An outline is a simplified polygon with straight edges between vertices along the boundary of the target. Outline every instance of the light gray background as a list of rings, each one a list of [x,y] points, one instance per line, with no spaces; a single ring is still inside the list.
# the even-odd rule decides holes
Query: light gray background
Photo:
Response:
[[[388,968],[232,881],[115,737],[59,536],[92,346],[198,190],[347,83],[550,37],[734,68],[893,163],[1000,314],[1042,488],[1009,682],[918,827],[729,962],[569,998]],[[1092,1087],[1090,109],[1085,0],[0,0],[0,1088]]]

────────────────────────────────────────

(Problem details): Set down every line of the items above again, character for character, in the same order.

(Correct answer):
An outline is a simplified polygon with straight edges between vertices along the boundary of the target. Outline every instance of the light gray background as a list of rings, each one a list of [x,y] points, one instance per line, with no spaces; a single ring is still inside the list.
# the even-odd rule decides holes
Query: light gray background
Photo:
Response:
[[[388,968],[232,881],[115,737],[59,536],[92,346],[198,190],[347,83],[550,37],[734,68],[893,163],[1000,314],[1042,488],[1009,682],[918,827],[729,962],[569,998]],[[1092,1087],[1090,109],[1085,0],[0,0],[0,1088]]]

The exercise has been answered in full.